• [Document extract]:
________________________

The 2010 statute required the federal Centers for Medicare and Medicaid Services to decrease payments to Inpatient Prospective Payment System hospitals with excess readmissions. It identified the diseases most likely to generate readmissions, a list that ranged from heart failure to total knee arthroplasty. The list did not include oncology. While a clear link exists between surgical readmissions and quality, much less is known about the implications of readmission rates in oncology patients. Moreover, less is known about effective strategies to reduce readmission rates in cancer patients
As it turns out, one approach that appears to reduce readmissions in oncology patients involves improving outpatient care transitions (with caveats) according to a Cleveland Clinic study that was featured at the annual meeting of the American Society of Clinical Oncology (ASCO) in Chicago.

________________________

• [Dataset entries]:
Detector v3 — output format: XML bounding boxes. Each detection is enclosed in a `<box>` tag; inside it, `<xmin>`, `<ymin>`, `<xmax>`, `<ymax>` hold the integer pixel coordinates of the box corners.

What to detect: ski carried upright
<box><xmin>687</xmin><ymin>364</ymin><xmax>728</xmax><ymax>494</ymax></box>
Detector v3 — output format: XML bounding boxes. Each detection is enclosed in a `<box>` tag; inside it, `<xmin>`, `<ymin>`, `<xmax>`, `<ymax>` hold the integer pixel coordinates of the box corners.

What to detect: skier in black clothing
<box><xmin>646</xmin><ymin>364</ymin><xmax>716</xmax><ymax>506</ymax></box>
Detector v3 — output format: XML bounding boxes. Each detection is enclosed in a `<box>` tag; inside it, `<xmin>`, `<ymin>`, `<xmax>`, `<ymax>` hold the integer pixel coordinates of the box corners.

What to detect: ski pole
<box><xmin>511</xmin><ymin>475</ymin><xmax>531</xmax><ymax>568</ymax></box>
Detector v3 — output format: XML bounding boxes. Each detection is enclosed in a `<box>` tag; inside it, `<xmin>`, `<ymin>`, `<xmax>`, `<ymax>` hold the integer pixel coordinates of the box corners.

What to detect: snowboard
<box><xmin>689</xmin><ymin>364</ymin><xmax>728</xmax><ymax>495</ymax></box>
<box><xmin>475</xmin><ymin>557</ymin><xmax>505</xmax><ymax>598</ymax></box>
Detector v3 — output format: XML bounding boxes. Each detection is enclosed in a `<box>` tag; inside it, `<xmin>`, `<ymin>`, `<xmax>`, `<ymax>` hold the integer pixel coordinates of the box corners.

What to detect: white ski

________________________

• [Activity A]: According to the passage on hospital readmissions, which field was left off the list of diseases most likely to generate readmissions?
• [Activity B]: Please reproduce the passage on hospital readmissions, beginning at the words "The 2010 statute" and stopping after "(ASCO) in Chicago.".

• [Worked solution A]: Oncology.

• [Worked solution B]:
The 2010 statute required the federal Centers for Medicare and Medicaid Services to decrease payments to Inpatient Prospective Payment System hospitals with excess readmissions. It identified the diseases most likely to generate readmissions, a list that ranged from heart failure to total knee arthroplasty. The list did not include oncology. While a clear link exists between surgical readmissions and quality, much less is known about the implications of readmission rates in oncology patients. Moreover, less is known about effective strategies to reduce readmission rates in cancer patients
As it turns out, one approach that appears to reduce readmissions in oncology patients involves improving outpatient care transitions (with caveats) according to a Cleveland Clinic study that was featured at the annual meeting of the American Society of Clinical Oncology (ASCO) in Chicago.